Reproduce the rows below, requests included, from the one containing "[point] at the lapel" through the last row, including both ends. Multiply every pixel coordinate in the answers by 0.45 and round each result to a whole number, with halves rounded up.
<<<<
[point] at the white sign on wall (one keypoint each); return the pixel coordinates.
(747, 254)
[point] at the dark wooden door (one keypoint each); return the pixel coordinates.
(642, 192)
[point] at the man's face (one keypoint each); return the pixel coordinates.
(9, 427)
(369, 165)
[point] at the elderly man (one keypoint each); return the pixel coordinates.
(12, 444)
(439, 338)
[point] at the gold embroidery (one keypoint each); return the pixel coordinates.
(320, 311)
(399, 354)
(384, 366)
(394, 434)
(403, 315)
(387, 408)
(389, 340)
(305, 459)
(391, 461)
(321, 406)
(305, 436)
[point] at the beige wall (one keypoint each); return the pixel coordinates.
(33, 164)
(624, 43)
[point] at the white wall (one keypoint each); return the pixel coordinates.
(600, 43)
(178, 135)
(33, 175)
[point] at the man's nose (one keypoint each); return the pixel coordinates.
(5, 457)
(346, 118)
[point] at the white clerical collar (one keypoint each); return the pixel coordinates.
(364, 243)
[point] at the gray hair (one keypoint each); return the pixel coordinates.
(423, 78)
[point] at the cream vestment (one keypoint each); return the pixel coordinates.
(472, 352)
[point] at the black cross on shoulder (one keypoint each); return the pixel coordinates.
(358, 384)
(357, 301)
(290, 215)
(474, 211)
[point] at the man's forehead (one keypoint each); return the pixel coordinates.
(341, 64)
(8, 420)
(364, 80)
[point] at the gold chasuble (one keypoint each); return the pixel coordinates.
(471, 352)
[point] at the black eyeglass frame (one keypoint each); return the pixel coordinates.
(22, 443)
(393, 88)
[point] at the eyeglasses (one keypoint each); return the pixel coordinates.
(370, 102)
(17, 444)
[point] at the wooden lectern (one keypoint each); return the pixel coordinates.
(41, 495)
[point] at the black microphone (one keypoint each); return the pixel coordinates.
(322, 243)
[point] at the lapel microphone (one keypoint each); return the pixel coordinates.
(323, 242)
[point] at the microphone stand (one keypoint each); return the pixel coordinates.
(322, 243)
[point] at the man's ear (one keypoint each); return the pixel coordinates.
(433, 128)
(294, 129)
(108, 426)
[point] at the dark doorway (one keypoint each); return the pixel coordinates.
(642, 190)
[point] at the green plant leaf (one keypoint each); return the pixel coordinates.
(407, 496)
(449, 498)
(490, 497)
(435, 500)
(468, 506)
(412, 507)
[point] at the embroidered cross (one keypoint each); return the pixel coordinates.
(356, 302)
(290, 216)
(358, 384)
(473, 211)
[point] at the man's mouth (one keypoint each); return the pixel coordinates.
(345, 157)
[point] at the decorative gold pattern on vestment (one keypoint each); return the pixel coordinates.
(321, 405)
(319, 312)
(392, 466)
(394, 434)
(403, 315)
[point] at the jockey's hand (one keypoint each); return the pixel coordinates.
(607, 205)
>>>>
EXPECTED ANSWER »
[point] at the lapel microphone (one keypoint each); return the pixel coordinates.
(145, 109)
[point] at the microphone stand (one keypoint each); return the pixel coordinates.
(145, 109)
[point] at the man's ear (one keypoint each); return the pixel coordinates.
(195, 58)
(132, 58)
(49, 192)
[point] at the dark doorway (one keypoint each); return the pixel coordinates.
(289, 86)
[point] at the green plant leaf (one keypoint each); return the pixel coordinates.
(183, 223)
(202, 224)
(221, 224)
(196, 225)
(211, 228)
(185, 228)
[point] at the embroidered cross (one keypoint each); return the pixel coordinates.
(160, 136)
(131, 97)
(161, 173)
(213, 95)
[point] at the man's mouth (one keypoint each); return the pixel coordinates.
(155, 71)
[point] at the decorative gold pattern on vestment (one keypoint each); return the pixel coordinates.
(144, 182)
(144, 140)
(176, 210)
(177, 195)
(181, 142)
[point] at the jockey's hand (one keypoint each); return the pixel coordinates.
(273, 92)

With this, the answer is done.